» **Exercise aim**: Would you repeat, exactly as given, the line with "Where can you find the sky" and every line after it to the end of the entries?

» **Dataset excerpts**:

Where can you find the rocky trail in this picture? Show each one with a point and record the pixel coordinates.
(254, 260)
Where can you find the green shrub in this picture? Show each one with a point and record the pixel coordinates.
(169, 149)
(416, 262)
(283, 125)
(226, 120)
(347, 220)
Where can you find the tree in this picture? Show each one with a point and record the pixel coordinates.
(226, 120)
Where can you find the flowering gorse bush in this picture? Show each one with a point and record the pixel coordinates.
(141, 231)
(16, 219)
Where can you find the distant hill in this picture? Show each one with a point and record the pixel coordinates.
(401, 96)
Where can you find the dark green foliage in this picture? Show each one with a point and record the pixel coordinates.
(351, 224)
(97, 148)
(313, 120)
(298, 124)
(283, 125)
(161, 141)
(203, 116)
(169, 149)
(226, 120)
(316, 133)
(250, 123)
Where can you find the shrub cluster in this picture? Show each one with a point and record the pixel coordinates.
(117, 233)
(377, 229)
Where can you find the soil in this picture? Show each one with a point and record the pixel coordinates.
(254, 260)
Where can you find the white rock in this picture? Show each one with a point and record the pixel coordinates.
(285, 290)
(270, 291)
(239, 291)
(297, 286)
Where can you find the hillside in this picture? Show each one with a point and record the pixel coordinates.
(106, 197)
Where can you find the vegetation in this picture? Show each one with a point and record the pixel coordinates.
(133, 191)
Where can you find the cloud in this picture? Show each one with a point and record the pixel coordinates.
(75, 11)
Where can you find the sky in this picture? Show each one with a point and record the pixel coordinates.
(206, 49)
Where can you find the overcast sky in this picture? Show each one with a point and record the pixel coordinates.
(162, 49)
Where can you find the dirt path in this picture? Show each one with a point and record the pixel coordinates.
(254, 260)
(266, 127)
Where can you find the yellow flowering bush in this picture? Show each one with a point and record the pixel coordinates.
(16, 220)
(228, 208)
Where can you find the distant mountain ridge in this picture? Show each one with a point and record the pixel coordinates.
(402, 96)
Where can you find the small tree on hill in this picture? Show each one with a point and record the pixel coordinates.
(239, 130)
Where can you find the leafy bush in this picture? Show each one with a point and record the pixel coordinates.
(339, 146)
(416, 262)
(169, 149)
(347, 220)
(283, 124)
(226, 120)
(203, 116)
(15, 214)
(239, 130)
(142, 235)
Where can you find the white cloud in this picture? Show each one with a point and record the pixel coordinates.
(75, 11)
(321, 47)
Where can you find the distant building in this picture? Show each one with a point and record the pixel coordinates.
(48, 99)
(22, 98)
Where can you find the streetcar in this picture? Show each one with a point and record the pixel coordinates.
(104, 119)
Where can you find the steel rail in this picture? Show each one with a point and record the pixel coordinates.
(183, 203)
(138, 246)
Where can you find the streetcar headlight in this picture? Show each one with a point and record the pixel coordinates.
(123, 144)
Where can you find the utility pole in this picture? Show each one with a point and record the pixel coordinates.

» **Task result**:
Where can you find the sky in this picture? Show each one with a point and record the pixel coordinates.
(206, 49)
Where can you find the overcast sky in this picture? Show each one with a point and record the pixel coordinates.
(162, 49)
Where can you find the dirt path in this picture? Show each one with a point and record the pixel coordinates.
(254, 260)
(266, 127)
Where can you find the yellow flowering bush in this picture? Show each one with a point and record the pixel coordinates.
(16, 220)
(228, 208)
Where can you find the distant mountain ridge in this picture? Show each one with a point and record the pixel coordinates.
(402, 96)
Where can you find the small tree on hill in this picture? Show each one with a point and record the pixel coordinates.
(239, 130)
Where can you find the leafy bush in this picture? Show each one with a point and record the pixel coordinates.
(339, 146)
(416, 262)
(169, 149)
(347, 220)
(283, 124)
(226, 120)
(203, 116)
(15, 214)
(239, 130)
(142, 235)
Where can you find the white cloud in this picture? Show each one with a point and record the pixel coordinates.
(75, 11)
(321, 47)
Where can you find the distant building in this picture? Show each one with a point and record the pixel coordinates.
(48, 99)
(22, 98)
Where can you find the streetcar in this picture? Show each one with a point and record the pixel coordinates.
(104, 119)
Where can you find the steel rail in this picture? Show each one with a point and record the pixel coordinates.
(183, 203)
(138, 246)
Where can you find the streetcar headlight in this picture? Show each one with a point and record the pixel coordinates.
(123, 144)
Where can you find the utility pole in this picture? Show each one with a point and record the pixel coordinates.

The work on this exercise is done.